SHORT TASK 1: From the post on DAO-owned liquidations, pull out the passage starting at "Advantages of this" and ending at "improving financial outcomes.", word for word.
SHORT TASK 2: Put this sentence from the post on DAO-owned liquidations into Spanish: "This approach contrasts sharply with relying on third-party liquidators, who may prioritize their interests over those of our DAO."

ARTICLE:
+ + +

DAO-Owned liquidations using Collaterized Debt Positions

DAO-Owned liquidations using Collaterized Debt Positions

This post aims to delve deeply into the mechanics of implementing CDPs, using wstETH tokens(or Vita potentially) as collateral. This discussion will culminate in exploring the creation of a VitaDAO-owned and managed CDP specifically for ecosystem growth. A CDP vault savior module that automatically adds more collateral to a CDP before a liquidation is processed which prevents that liquidation.

In contrast to traditional CDP models, where positions are liquidated when collateral falls below a threshold, our approach introduces a DAO-owned liquidation mechanism. This mechanism ensures that additional collateral is injected to maintain a sufficiently collateralized state during market downturns, thereby providing a buffer against volatility. Conversely, when the price of the native token appreciates significantly, the DAO strategically liquidates the Vita collateral, using an optimized execution strategy to moderate market impact.

Advantages of this Model:

  1. Risk Mitigation: By actively managing collateral levels at the DAO scale, we can significantly reduce the systemic risk associated with market volatility.
  2. Flexibility and Autonomy: This approach provides the DAO with greater control over its financial operations, enabling more strategic capital management. The DAO gains significant flexibility in timing grants and liquidations. We can issue grants without the immediate need to liquidate assets, allowing us to choose the most opportune moments for market action. This flexibility also means we can proactively take positions, aligning with our spending plans for ecosystem growth and potentially improving financial outcomes.
  3. Market Stabilization: A significant advantage of this approach is the ability to have DAO-owned liquidations. This means that VitaDAO can directly control the liquidation process of wstETH or other assets used(VITA token) as collateral. By doing so, we can strategically liquidate assets in a way that minimizes market impact and aligns with our broader market strategies. This approach contrasts sharply with relying on third-party liquidators, who may prioritize their interests over those of our DAO.

+ + +

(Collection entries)
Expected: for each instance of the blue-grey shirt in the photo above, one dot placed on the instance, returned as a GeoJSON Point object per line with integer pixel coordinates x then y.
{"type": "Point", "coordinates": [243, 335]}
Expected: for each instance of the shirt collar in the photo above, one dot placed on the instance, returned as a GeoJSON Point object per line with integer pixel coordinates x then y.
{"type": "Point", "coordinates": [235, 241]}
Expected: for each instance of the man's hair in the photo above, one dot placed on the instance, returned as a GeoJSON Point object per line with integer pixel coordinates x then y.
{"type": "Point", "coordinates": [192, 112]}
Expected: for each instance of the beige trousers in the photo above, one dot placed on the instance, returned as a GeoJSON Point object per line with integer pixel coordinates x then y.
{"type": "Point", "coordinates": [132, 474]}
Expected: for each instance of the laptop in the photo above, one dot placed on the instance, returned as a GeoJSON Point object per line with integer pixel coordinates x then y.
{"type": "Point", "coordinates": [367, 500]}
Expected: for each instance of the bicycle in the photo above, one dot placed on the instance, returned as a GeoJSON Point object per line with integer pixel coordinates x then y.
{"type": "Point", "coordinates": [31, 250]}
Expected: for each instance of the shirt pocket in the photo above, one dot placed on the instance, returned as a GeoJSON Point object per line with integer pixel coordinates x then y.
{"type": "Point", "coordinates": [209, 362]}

+ + +

SOLUTION 1:
Advantages of this Model:

  1. Risk Mitigation: By actively managing collateral levels at the DAO scale, we can significantly reduce the systemic risk associated with market volatility.
  2. Flexibility and Autonomy: This approach provides the DAO with greater control over its financial operations, enabling more strategic capital management. The DAO gains significant flexibility in timing grants and liquidations. We can issue grants without the immediate need to liquidate assets, allowing us to choose the most opportune moments for market action. This flexibility also means we can proactively take positions, aligning with our spending plans for ecosystem growth and potentially improving financial outcomes.

SOLUTION 2: Este enfoque contrasta marcadamente con depender de liquidadores externos, que pueden priorizar sus propios intereses por encima de los de nuestra DAO.